The Jackson R-2 School Board approved for Incite Design Studios to design artificial turf fields for football and soccer, as well as moving sod that would no longer be needed to the junior high football field.
Incite Design Studios, which worked with the District on designing the current bond renovation, will design and put the project out for bid. The cost for these services is 4.5 percent of the finished project.
As part of the study, the District will also look into adding a shock pad underneath the turf on the football field. The shock pad helps protect students from getting a concussion if their head hits the field.
Superintendent John Link said this had been something that the District had talked about for a long time, and it is time for the District to take a serious look at whether to add artificial turf. He added that if they go forward with the project, the District would save money that they currently spend on maintenance for the grass fields.
“With our football field, we’re on that thing four or five nights a week,” Link said. “We’ve been fortunate with the weather the past couple of years that our fields are still in pretty good shape, but you have junior high, JV and varsity playing out there, plus band.”
Link added that if the plan went forward, the band would be able to practice more on the field, freeing up their current practice space for a future performing arts center.
“This is something that is an eight to 10 year investment,” Link said. “I want to make sure it’s going to last that long.”
The turf would not be a part of the bond product and would be paid for through lease-purchase financing or from the District’s reserve. Link said he hopes to show costs and financing options at the next Board meeting on Jan. 9.

DIRECTION A> Which lines of the entries contain the string "trunk"? Gather each of them.
The school board article has no connection to the entries.

RAW RECORDS>
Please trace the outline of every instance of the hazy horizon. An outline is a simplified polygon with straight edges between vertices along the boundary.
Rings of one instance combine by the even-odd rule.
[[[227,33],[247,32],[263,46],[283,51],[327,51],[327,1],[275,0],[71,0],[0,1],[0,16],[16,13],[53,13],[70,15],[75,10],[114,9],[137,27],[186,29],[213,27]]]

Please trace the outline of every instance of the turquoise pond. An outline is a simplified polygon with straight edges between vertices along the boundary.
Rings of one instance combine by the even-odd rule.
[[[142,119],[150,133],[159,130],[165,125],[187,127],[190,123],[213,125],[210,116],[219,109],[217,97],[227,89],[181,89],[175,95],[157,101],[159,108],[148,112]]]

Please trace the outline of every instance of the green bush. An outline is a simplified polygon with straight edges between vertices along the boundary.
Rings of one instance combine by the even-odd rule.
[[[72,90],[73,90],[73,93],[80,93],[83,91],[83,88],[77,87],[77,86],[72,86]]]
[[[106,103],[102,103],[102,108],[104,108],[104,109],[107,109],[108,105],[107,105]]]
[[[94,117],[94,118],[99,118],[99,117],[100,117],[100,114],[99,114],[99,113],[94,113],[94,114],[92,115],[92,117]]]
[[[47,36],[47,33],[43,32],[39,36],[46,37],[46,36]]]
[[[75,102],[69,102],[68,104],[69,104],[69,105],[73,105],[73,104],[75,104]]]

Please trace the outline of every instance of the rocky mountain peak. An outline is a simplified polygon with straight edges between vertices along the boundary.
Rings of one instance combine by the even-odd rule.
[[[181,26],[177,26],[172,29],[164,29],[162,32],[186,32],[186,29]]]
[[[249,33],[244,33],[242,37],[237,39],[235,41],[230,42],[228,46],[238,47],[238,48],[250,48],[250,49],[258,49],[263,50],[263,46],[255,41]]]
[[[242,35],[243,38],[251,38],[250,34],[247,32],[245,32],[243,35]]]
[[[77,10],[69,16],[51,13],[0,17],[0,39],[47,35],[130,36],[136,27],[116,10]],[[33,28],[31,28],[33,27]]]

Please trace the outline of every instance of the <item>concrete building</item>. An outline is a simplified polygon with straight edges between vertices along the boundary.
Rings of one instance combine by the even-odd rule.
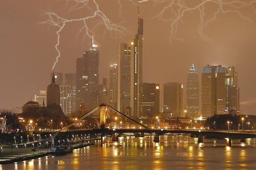
[[[109,105],[113,108],[117,109],[118,100],[118,64],[113,64],[110,65],[109,78]]]
[[[47,88],[47,106],[58,105],[60,104],[60,86],[55,82],[54,72],[52,74],[52,83]]]
[[[124,43],[118,45],[117,110],[122,113],[125,113],[126,107],[131,106],[131,59],[134,55],[133,45],[131,45]],[[134,112],[131,115],[135,116]]]
[[[143,116],[152,116],[160,113],[160,85],[159,84],[143,83]]]
[[[51,77],[50,83],[52,83],[53,73],[51,73]],[[54,78],[55,79],[55,83],[58,85],[62,85],[63,83],[63,73],[54,73]]]
[[[34,97],[34,101],[39,103],[40,106],[43,106],[43,102],[44,101],[45,106],[47,106],[47,91],[40,91],[39,94],[35,94]]]
[[[199,89],[197,71],[192,64],[188,74],[186,87],[186,116],[196,117],[199,108]]]
[[[71,112],[76,110],[76,73],[65,74],[65,84],[71,86]]]
[[[96,102],[96,88],[99,82],[99,52],[96,48],[93,35],[92,47],[83,52],[83,57],[76,59],[76,108],[81,102],[90,110]]]
[[[233,67],[207,65],[202,69],[203,116],[239,112],[238,74]]]
[[[65,115],[71,113],[71,86],[69,85],[60,85],[61,92],[60,106]]]
[[[172,116],[183,116],[183,85],[168,82],[163,85],[163,112],[170,113]]]

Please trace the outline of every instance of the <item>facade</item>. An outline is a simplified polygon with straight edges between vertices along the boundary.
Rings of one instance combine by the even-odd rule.
[[[124,43],[118,44],[117,110],[122,113],[125,113],[125,108],[131,106],[131,58],[133,58],[133,51],[132,44],[131,46]],[[134,116],[134,112],[131,115]]]
[[[168,82],[163,85],[163,112],[171,113],[172,116],[184,116],[183,105],[183,85]]]
[[[137,117],[143,110],[143,20],[138,14],[138,31],[134,40],[134,54],[131,59],[131,106]]]
[[[160,85],[159,84],[143,83],[143,116],[159,113],[160,109]]]
[[[199,108],[199,89],[197,71],[192,64],[188,74],[186,91],[186,116],[197,116]]]
[[[83,57],[76,59],[76,108],[84,102],[84,107],[90,110],[96,102],[96,88],[99,81],[99,52],[95,47],[93,36],[92,48],[83,52]]]
[[[71,86],[71,112],[76,110],[76,73],[65,74],[65,84]]]
[[[110,65],[109,76],[109,105],[113,108],[117,109],[118,99],[118,64],[113,64]]]
[[[46,91],[40,91],[38,95],[35,94],[34,97],[34,101],[36,102],[39,104],[40,106],[43,106],[43,102],[44,101],[45,106],[47,105],[47,97]]]
[[[71,113],[71,86],[69,85],[60,85],[61,92],[60,106],[65,116]]]
[[[204,117],[239,112],[238,74],[234,70],[233,67],[227,68],[221,65],[208,65],[202,69]]]
[[[51,73],[50,83],[52,82],[52,79],[53,73]],[[54,78],[55,79],[55,83],[58,85],[63,84],[63,74],[62,73],[54,73]]]
[[[52,83],[47,88],[47,106],[59,106],[60,104],[60,86],[55,82],[54,73],[52,74]]]

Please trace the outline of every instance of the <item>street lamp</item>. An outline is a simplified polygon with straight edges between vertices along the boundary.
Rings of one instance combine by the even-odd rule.
[[[16,145],[16,149],[17,150],[17,158],[18,158],[18,146]]]
[[[202,116],[199,117],[199,120],[200,121],[200,129],[201,129],[201,121],[202,121]]]
[[[25,155],[26,155],[26,145],[25,144],[24,145],[25,146]]]
[[[242,117],[242,130],[244,130],[244,119],[243,117]]]

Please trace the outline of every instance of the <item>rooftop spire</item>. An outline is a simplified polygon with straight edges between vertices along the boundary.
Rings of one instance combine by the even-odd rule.
[[[53,74],[52,74],[52,83],[55,82],[55,76],[54,76],[54,70],[53,70]]]
[[[197,71],[195,69],[195,67],[193,63],[192,63],[191,65],[191,67],[190,67],[190,69],[189,69],[189,73],[197,73]]]

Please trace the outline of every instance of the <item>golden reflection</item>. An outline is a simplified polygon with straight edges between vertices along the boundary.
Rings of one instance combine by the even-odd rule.
[[[239,165],[241,167],[241,168],[245,168],[247,166],[247,164],[245,162],[245,161],[246,160],[246,150],[244,149],[241,149],[240,150],[239,153],[240,155],[239,158],[240,161]]]
[[[231,147],[227,146],[226,147],[226,152],[225,152],[225,164],[226,167],[227,169],[230,169],[231,168],[232,165],[232,161],[231,158]]]

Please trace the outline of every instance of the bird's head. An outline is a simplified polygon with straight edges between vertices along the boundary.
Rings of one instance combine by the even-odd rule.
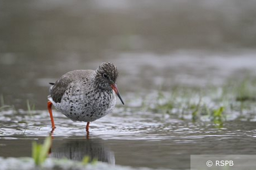
[[[103,90],[113,89],[124,105],[124,103],[116,86],[118,71],[116,66],[110,62],[102,63],[96,70],[95,73],[96,87]]]

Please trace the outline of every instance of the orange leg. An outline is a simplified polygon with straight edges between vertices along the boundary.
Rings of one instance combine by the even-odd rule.
[[[47,105],[48,107],[48,110],[49,113],[50,113],[50,117],[51,117],[51,121],[52,122],[52,128],[54,129],[56,128],[55,124],[54,124],[54,121],[53,120],[53,112],[52,111],[52,105],[53,104],[52,102],[48,101],[47,103]]]
[[[90,122],[87,122],[86,124],[86,132],[89,132],[89,124],[90,124]]]

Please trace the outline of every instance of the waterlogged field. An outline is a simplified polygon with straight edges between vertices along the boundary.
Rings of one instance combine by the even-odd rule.
[[[231,79],[221,87],[127,94],[125,106],[118,105],[113,113],[92,123],[89,135],[85,123],[73,122],[55,111],[52,132],[47,111],[36,110],[29,102],[27,110],[16,109],[5,105],[2,96],[1,156],[31,157],[32,142],[42,143],[47,136],[52,144],[51,158],[43,164],[46,169],[81,169],[86,156],[89,162],[98,161],[95,165],[108,163],[86,164],[92,169],[113,165],[183,169],[189,168],[190,154],[255,154],[256,81],[251,77]],[[2,159],[7,167],[34,167],[32,158]]]

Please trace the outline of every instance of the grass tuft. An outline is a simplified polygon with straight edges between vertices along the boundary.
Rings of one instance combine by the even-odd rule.
[[[35,141],[32,143],[32,157],[36,165],[41,166],[44,163],[47,157],[51,143],[49,137],[45,139],[42,145],[38,144]]]

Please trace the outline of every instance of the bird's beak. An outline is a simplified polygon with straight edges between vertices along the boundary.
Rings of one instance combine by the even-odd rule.
[[[120,99],[120,100],[122,102],[122,103],[123,103],[123,104],[124,105],[125,103],[124,103],[124,101],[123,101],[122,97],[121,97],[120,94],[119,93],[119,91],[118,91],[118,89],[117,89],[117,86],[116,86],[116,84],[112,84],[111,86],[111,87],[112,88],[112,89],[113,89],[118,97],[119,97],[119,98]]]

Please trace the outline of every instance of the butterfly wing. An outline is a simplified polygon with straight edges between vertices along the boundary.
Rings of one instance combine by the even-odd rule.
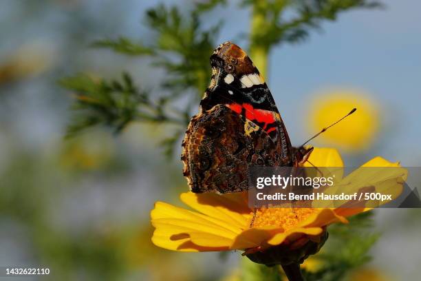
[[[212,79],[200,103],[201,112],[225,105],[269,134],[280,147],[283,166],[293,164],[290,138],[264,79],[251,59],[230,42],[210,56]]]
[[[195,193],[247,190],[248,167],[281,163],[270,136],[223,105],[193,117],[182,145],[183,174]]]

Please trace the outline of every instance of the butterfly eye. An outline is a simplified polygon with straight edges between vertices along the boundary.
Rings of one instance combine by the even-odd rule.
[[[234,70],[235,70],[235,67],[230,63],[228,63],[225,65],[225,70],[228,73],[233,73],[234,72]]]

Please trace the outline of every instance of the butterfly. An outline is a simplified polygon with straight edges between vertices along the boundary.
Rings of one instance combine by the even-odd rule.
[[[183,174],[193,192],[248,189],[252,166],[298,167],[312,147],[293,147],[263,77],[239,46],[210,56],[212,77],[182,142]]]

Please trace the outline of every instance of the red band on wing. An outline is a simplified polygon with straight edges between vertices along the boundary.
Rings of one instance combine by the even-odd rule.
[[[271,127],[266,129],[269,124],[272,124],[276,122],[274,112],[270,110],[259,110],[258,108],[254,108],[250,103],[229,103],[226,105],[231,110],[241,114],[243,108],[246,110],[246,118],[252,121],[256,121],[261,123],[264,123],[265,125],[263,129],[267,132],[270,133],[272,131],[276,130],[276,127]]]

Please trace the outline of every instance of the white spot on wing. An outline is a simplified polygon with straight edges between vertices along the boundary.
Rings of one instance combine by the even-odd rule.
[[[224,79],[224,81],[227,84],[230,84],[234,81],[234,76],[233,76],[233,74],[227,74]]]
[[[260,79],[260,76],[256,73],[248,75],[248,77],[250,78],[250,80],[251,80],[253,83],[253,85],[263,84],[261,83],[261,80]]]
[[[250,79],[248,75],[243,75],[240,79],[240,81],[243,84],[242,87],[250,87],[253,85],[253,82]]]

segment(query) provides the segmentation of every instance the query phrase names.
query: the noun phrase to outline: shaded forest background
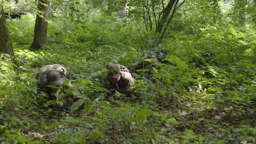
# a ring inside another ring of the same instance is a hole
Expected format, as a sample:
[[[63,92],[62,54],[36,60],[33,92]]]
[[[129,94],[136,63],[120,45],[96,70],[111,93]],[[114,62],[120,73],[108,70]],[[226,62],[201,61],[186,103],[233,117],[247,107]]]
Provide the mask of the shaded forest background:
[[[21,9],[2,3],[9,15]],[[14,6],[30,12],[5,19],[15,56],[0,57],[1,144],[256,143],[256,0],[53,0],[38,49],[43,13],[28,3]],[[108,62],[131,68],[137,95],[107,98]],[[55,63],[67,68],[83,110],[38,103],[47,96],[36,74]]]

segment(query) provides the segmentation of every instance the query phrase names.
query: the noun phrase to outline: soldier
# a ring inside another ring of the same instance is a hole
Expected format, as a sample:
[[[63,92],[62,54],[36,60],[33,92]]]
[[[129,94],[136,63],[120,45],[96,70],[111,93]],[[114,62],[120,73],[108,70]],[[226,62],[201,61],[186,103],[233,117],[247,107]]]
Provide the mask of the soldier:
[[[54,93],[56,92],[58,88],[64,92],[65,89],[70,89],[73,87],[70,83],[66,85],[62,85],[65,79],[67,73],[66,68],[59,64],[48,65],[40,69],[36,74],[37,78],[39,81],[39,88],[43,92],[46,92],[49,97],[47,99],[53,100],[55,99]],[[53,87],[54,86],[55,87]],[[75,89],[70,89],[75,90]],[[65,92],[64,92],[65,93]],[[57,108],[64,108],[64,110],[69,110],[70,105],[74,102],[72,95],[68,95],[66,97],[66,104],[65,106],[61,107],[57,105]]]
[[[130,95],[133,92],[131,91],[134,84],[134,78],[131,76],[131,70],[126,67],[120,64],[109,62],[107,65],[108,70],[107,79],[108,83],[105,87],[109,91],[110,95],[118,91],[126,95]]]

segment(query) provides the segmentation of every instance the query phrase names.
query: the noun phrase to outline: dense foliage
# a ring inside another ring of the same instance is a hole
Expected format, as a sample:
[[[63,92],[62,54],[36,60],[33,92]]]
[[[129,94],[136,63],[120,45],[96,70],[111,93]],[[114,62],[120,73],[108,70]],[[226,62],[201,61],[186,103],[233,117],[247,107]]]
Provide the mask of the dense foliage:
[[[7,20],[16,57],[0,57],[0,142],[255,143],[255,3],[242,25],[229,10],[238,6],[193,1],[178,10],[161,44],[157,34],[138,32],[141,20],[106,15],[92,8],[96,3],[79,11],[85,5],[77,1],[66,10],[72,15],[51,17],[47,45],[38,50],[29,49],[33,15]],[[160,49],[167,52],[154,53]],[[149,52],[155,57],[144,60],[152,65],[136,69]],[[107,98],[101,81],[108,62],[131,68],[136,95]],[[67,113],[39,103],[46,95],[35,75],[54,63],[67,68],[84,109]]]

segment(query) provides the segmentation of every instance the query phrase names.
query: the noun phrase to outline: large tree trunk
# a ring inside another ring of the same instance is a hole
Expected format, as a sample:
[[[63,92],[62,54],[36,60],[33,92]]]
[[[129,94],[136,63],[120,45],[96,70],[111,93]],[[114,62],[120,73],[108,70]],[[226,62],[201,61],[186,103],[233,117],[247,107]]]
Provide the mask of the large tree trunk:
[[[14,56],[12,42],[10,39],[5,21],[1,0],[0,0],[0,52],[7,53],[10,56]]]
[[[35,36],[31,48],[33,49],[39,49],[43,45],[46,44],[47,34],[47,18],[49,14],[50,1],[48,0],[39,0],[38,8],[43,13],[43,18],[39,15],[36,15],[35,25]]]
[[[156,32],[161,33],[162,30],[164,28],[164,23],[167,21],[167,18],[170,14],[170,12],[172,9],[174,3],[177,0],[170,0],[166,7],[163,10],[163,15],[160,20],[159,20],[158,24],[158,26],[156,28]]]

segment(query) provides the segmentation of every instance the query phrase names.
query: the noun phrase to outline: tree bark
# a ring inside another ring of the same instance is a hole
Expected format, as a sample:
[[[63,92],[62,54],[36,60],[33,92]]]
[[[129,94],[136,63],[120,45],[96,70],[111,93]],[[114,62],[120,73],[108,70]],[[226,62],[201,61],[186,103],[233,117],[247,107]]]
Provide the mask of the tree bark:
[[[156,28],[156,32],[161,33],[162,30],[163,30],[163,28],[164,28],[164,23],[166,22],[168,16],[170,14],[170,12],[177,0],[170,0],[168,3],[167,6],[166,6],[166,7],[165,7],[163,10],[163,15],[158,21],[158,27]]]
[[[0,0],[0,52],[15,56],[5,21],[2,0]]]
[[[38,49],[41,48],[43,45],[46,44],[47,25],[47,18],[49,15],[50,1],[39,0],[38,9],[43,13],[43,14],[36,15],[35,25],[35,35],[31,48]],[[43,17],[42,17],[42,16]]]

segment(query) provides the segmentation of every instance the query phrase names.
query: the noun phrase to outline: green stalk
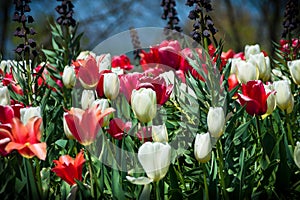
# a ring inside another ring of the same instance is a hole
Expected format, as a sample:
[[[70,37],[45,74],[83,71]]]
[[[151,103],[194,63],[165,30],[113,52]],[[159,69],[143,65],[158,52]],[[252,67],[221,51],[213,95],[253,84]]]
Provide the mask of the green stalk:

DIRECTION B> Can you carry on the school board article from its last paragraph?

TASK RESPONSE A>
query: the noun phrase to outline: large tree trunk
Provide the mask of the large tree trunk:

TASK RESPONSE B>
In other action:
• The Board updated many of the School District’s policies for clarity and to incorporate changes made by state laws and Missouri School Boards’ Association guidelines. The policies now contain stricter confidentiality enforcement for Board members and will allow Board members to fully participate in meetings using video conferencing.
In the selection of architectural and engineering services, the updated policy requires the identification of the individuals or subcontractors who will perform each service, and adds the firm’s “past record of performance” as one of the criteria evaluated.
The policy regarding teaching about religion has been updated to state that books of a religious nature can be used in the classroom as long as they do not violate the Establishment Clause of the First Amendment to the U.S. Constitution. This addition doesn’t noticeably change the District’s previous policy, which said these texts may be used, but they must not promote any particular religious belief.
Similarly, the policy on the compulsory attendance was modified for clarity, stating that the compulsory attendance age is “between seven and 17 years of age or, if under 17, until the student successfully completes 16 credits toward high school graduation.”
The policy dealing specifically with student complaints and grievances was removed, and student concerns will now be treated the same way as those from parents or other community members.
The only new policy added focused on staff use of communication devices. It states that employees cannot use communication devices when it interrupts their performance or when they are supervising students.
The policy also had a section focused on when employees drive District-provided vehicles or is transporting students as part of their job. In these instances, employees are not allowed to use communication devices.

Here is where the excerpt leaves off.